Records of labeled boxes:
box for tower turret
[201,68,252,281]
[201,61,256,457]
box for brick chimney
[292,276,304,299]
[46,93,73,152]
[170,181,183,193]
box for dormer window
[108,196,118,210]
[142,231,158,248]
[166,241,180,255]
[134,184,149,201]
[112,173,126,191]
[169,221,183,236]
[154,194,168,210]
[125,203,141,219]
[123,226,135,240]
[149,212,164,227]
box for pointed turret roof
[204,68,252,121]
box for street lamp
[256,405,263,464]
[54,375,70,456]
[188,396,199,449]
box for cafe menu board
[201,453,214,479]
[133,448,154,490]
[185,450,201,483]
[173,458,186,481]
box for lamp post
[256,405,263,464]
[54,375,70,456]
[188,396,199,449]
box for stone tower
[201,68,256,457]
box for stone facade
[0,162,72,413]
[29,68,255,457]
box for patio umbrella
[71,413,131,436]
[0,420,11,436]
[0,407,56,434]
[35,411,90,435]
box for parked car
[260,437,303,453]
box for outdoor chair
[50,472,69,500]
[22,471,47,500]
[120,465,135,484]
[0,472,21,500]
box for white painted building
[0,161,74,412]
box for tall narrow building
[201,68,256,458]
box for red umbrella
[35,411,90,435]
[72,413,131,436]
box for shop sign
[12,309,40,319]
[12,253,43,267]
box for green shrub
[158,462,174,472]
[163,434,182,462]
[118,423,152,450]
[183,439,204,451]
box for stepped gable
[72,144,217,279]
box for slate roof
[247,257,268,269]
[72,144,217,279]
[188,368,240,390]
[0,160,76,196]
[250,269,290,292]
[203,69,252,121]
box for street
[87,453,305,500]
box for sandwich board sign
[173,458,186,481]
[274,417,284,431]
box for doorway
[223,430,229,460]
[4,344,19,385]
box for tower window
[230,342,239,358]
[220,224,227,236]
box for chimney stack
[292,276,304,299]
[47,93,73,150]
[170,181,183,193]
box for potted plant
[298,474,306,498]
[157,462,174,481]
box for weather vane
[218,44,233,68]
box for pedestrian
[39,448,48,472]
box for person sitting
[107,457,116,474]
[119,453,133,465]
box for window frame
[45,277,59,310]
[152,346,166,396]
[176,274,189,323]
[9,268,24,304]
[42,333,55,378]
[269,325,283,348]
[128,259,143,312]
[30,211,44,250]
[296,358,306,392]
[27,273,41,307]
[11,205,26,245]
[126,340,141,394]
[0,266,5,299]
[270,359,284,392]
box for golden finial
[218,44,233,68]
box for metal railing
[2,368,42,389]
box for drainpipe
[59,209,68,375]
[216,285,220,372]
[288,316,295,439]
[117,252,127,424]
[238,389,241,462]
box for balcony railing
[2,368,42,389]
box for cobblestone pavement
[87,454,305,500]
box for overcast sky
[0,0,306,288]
...
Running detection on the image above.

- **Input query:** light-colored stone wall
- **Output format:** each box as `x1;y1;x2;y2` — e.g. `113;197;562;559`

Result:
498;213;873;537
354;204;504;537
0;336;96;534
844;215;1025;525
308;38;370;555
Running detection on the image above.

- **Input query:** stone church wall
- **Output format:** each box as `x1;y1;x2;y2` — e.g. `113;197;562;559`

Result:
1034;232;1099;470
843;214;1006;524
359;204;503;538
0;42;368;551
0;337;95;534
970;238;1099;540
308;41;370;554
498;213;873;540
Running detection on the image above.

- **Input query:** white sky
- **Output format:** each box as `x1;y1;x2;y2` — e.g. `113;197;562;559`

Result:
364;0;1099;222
---
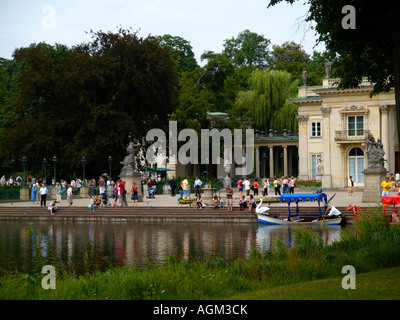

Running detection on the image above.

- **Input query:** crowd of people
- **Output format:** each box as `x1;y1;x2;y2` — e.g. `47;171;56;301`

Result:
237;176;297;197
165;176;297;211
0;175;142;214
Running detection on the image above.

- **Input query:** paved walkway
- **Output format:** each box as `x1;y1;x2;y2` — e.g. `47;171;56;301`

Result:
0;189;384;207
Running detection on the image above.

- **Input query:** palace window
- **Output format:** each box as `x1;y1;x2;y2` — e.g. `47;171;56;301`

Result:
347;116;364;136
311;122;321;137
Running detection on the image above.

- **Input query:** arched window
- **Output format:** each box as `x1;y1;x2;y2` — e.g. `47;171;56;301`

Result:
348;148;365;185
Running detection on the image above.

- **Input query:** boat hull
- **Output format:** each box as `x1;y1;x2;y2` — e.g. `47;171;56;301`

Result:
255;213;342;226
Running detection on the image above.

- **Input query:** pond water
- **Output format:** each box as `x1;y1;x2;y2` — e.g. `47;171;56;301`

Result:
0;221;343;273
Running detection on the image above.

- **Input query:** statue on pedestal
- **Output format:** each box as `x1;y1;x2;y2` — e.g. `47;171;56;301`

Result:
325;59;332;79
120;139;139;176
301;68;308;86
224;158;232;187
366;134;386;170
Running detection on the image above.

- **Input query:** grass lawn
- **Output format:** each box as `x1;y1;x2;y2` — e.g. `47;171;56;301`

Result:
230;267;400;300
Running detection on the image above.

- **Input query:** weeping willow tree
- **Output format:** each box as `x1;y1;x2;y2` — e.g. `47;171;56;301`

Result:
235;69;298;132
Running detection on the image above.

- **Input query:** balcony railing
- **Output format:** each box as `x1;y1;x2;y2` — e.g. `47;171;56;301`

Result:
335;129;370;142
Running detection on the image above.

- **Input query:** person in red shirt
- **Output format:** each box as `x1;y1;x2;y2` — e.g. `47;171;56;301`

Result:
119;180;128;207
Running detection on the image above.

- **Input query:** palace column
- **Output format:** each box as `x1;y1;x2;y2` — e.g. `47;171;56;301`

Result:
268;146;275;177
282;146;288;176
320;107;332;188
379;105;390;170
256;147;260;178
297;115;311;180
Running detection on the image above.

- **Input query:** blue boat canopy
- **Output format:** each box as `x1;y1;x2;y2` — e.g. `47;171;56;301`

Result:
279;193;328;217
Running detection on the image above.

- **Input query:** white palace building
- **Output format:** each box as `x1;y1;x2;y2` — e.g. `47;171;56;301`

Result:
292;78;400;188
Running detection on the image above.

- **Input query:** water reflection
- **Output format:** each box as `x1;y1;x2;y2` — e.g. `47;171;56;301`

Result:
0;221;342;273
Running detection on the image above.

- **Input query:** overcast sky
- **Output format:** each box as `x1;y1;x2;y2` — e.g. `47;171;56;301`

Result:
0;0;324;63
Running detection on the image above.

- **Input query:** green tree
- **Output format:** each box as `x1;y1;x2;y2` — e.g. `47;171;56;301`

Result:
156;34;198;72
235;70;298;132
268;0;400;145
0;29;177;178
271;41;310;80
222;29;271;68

• [What you need to do]: Report every line in the items above that contains the string "window", matching case exactly.

• [Written response]:
box for dormer window
box for tower window
box for window frame
- **Input query:** palace window
- **Input query:** arched window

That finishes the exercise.